Start Document

City of Oregon v. Ferguson

Being unable to concur in the conclusions of my colleagues, I must respectfully dissent.

Plaintiff in its complaint alleges to the effect that defendants, as state examiners, negligently performed their statutory duties with respect to audit periods prior to June 1, 1972, which if properly made would have revealed defalcations on the part of defendants' clerk-auditor. The complaint further alleges that, as a result of this negligence, further defalcations on the part of plaintiff's clerk-auditor occurred, resulting in a shortage of funds in the amount of $249,151.07 and a loss of some $244,151.00, the difference having been recovered.

Although R. C. 733.12 places a responsibility upon a city auditor to examine the accounts of every department of the city annually, the officer herein involved was the auditor, and his accounts are audited only by the state examiner pursuant to R. C. 117.09, which provides: *Page 103

"The bureau of inspection and supervision of public offices shall examine each public office * * * at least once every two years * * *. On examination, inquiry shall be made into the methods, accuracy, and legality of the accounts, records, files, and reports of the office, whether the laws, ordinances, and orders pertaining to the office have been observed, and whether the requirements of the bureau have been complied with. * * *"

End Document
Start Recorded information

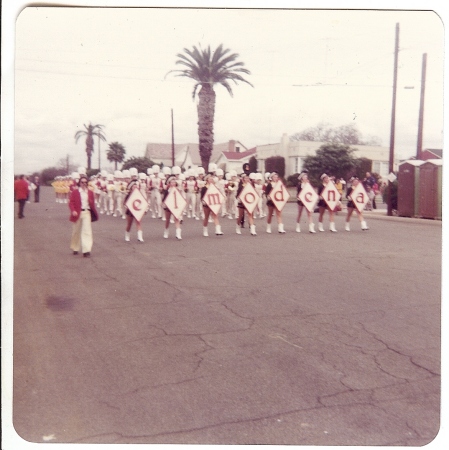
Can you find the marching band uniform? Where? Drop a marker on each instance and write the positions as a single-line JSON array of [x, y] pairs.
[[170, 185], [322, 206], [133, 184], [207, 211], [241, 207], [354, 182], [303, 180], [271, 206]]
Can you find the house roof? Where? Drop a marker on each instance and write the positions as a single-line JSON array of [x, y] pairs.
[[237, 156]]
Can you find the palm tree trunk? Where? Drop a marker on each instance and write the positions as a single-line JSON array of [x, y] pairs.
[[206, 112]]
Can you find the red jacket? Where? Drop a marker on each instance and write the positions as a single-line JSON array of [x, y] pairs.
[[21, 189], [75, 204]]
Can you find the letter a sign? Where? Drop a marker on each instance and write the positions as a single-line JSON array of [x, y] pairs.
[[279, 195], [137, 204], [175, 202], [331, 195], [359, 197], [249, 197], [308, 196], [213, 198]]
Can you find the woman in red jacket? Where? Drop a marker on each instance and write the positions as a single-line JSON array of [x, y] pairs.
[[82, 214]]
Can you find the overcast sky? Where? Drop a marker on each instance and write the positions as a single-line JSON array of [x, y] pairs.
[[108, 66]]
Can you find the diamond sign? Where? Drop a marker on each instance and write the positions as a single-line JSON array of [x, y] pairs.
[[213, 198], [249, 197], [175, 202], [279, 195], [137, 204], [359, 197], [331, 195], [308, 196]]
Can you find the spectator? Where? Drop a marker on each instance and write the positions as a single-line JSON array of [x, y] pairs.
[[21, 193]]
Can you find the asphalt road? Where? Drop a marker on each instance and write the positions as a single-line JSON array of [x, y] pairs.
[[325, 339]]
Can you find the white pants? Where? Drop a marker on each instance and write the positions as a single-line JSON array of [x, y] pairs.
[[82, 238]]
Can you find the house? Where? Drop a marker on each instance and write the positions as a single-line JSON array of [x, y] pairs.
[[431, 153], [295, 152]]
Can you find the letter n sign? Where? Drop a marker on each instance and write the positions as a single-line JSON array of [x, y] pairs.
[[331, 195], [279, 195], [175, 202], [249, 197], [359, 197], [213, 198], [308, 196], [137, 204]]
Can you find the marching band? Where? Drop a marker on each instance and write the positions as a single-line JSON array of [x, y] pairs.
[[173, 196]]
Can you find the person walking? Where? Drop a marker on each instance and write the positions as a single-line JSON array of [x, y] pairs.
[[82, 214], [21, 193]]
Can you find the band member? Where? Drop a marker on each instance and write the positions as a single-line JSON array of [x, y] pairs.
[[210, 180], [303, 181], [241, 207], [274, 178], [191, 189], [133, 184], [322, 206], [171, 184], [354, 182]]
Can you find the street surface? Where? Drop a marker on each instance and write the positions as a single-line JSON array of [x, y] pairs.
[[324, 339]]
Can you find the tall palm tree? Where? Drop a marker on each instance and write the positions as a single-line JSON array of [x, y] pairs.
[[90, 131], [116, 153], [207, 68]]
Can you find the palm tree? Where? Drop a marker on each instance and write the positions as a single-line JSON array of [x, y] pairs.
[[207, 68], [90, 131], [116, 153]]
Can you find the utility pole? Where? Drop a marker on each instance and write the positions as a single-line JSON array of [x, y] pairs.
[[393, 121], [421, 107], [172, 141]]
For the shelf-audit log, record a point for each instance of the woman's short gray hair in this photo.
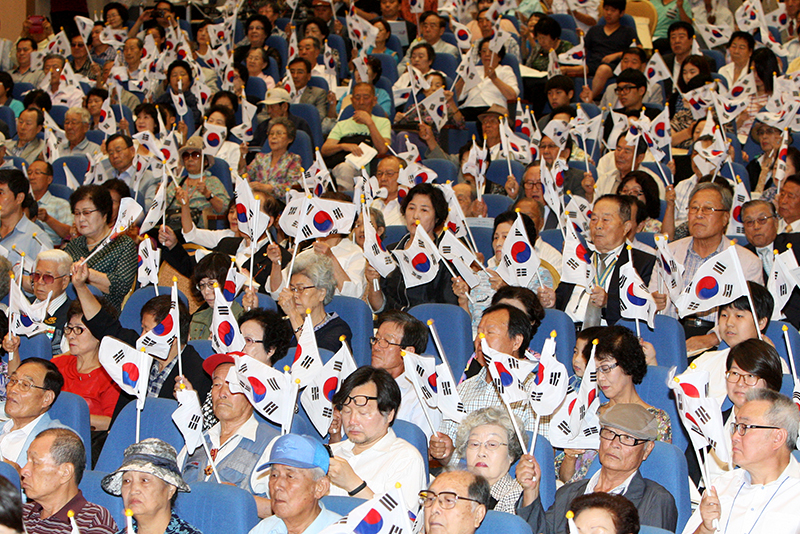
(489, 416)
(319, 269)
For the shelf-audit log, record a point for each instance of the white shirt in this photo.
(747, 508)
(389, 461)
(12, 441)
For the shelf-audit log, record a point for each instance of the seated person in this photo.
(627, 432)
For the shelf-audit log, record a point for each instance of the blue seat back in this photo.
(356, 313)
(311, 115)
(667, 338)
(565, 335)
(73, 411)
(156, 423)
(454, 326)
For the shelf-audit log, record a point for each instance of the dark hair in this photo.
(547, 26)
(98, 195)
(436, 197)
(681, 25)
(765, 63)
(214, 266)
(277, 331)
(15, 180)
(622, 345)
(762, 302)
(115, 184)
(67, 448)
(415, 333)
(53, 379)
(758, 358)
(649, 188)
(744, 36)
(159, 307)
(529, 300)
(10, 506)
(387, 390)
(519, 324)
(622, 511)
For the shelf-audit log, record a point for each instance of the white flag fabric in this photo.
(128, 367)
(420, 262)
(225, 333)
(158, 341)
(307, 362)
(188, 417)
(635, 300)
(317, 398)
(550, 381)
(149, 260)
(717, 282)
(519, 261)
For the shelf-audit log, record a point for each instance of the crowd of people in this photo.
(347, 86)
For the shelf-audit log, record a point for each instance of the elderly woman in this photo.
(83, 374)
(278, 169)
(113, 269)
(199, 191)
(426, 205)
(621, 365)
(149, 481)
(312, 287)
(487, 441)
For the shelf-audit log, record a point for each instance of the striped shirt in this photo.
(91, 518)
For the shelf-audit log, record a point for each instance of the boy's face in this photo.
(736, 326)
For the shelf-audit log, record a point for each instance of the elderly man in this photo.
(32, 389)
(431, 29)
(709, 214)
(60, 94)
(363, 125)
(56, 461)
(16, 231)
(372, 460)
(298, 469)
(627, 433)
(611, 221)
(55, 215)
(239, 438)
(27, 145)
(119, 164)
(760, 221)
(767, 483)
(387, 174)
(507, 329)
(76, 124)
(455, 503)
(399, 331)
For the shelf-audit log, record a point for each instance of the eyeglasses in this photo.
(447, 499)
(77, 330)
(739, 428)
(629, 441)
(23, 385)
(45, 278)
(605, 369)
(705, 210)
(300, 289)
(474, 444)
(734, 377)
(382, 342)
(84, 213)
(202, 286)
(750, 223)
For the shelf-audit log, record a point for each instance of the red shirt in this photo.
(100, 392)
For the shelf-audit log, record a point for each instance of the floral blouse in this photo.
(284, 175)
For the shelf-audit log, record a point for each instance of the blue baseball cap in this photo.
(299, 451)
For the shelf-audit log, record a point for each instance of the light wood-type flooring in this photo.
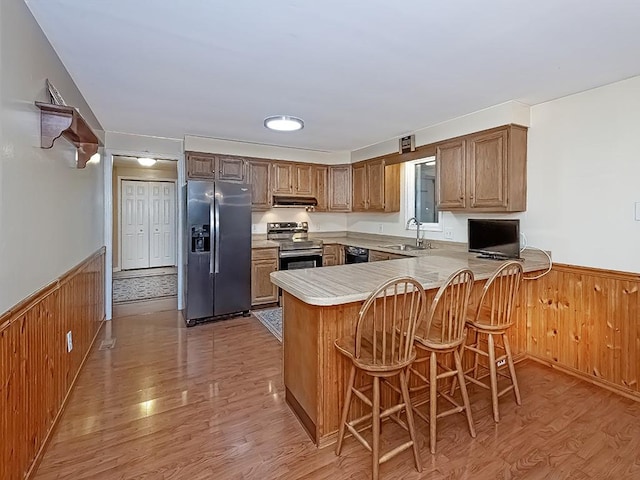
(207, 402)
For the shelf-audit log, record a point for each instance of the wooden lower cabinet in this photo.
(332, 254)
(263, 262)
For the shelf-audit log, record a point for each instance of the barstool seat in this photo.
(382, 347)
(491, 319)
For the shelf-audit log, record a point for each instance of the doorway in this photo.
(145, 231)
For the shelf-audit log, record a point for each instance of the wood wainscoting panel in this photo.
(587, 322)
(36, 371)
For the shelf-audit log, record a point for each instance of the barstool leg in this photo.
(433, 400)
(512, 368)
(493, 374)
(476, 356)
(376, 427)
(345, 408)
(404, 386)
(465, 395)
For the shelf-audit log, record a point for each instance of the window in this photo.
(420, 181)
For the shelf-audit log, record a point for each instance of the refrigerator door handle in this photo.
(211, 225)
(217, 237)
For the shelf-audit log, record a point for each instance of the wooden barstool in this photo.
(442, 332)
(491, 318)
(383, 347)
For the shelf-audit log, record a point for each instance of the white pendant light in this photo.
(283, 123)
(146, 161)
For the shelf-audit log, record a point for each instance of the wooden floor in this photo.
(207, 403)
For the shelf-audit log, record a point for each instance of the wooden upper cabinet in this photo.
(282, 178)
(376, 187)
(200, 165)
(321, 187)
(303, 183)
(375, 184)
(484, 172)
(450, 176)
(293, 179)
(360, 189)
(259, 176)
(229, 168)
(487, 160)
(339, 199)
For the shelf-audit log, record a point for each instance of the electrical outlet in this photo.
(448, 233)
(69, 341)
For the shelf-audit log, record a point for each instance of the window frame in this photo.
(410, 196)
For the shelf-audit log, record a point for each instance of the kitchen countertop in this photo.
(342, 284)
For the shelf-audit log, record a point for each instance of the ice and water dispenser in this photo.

End Recorded information

• _Work to do_:
A - Reproduce the passage of the City of Oregon v. Ferguson dissent that opens with the words containing "Being unable to" and closes with "having been recovered.".
B - In the City of Oregon v. Ferguson dissent, what amount of shortage of funds does the complaint allege?
C - Extend the City of Oregon v. Ferguson dissent, picking up after its final sentence.

• _Responses_:
A -
Being unable to concur in the conclusions of my colleagues, I must respectfully dissent.

Plaintiff in its complaint alleges to the effect that defendants, as state examiners, negligently performed their statutory duties with respect to audit periods prior to June 1, 1972, which if properly made would have revealed defalcations on the part of defendants' clerk-auditor. The complaint further alleges that, as a result of this negligence, further defalcations on the part of plaintiff's clerk-auditor occurred, resulting in a shortage of funds in the amount of $249,151.07 and a loss of some $244,151.00, the difference having been recovered.

B - $249,151.07

C -
Pursuant to that statute, the Bureau of Inspection and Supervision of Public Offices performs the same functions as would a public accountant engaged to audit the accounts of a public officer. The liability of a private accountant so engaged for a failure to discover a defalcation by employees is well stated in 1 American Jurisprudence 2d 366, Accountants, Section 17, as follows:

"An accountant is not an insurer of the effectiveness of his audit to discover the defalcations or frauds of employees but he may be found liable for fraudulent or negligent failure to discover such defalcations because of lack of compliance with proper accounting procedure and accepted accounting practices or by his contract in the light of the circumstances of the particular case. Liability for negligence is limited, however, to such losses as were the proximate result of the accountant's breach of duty, and the employer may be precluded from recovery because of his own negligence when it has contributed to the accountant's failure to perform his contract and to report the truth."

See also Annotation, 54 A. L. R. 2d 324.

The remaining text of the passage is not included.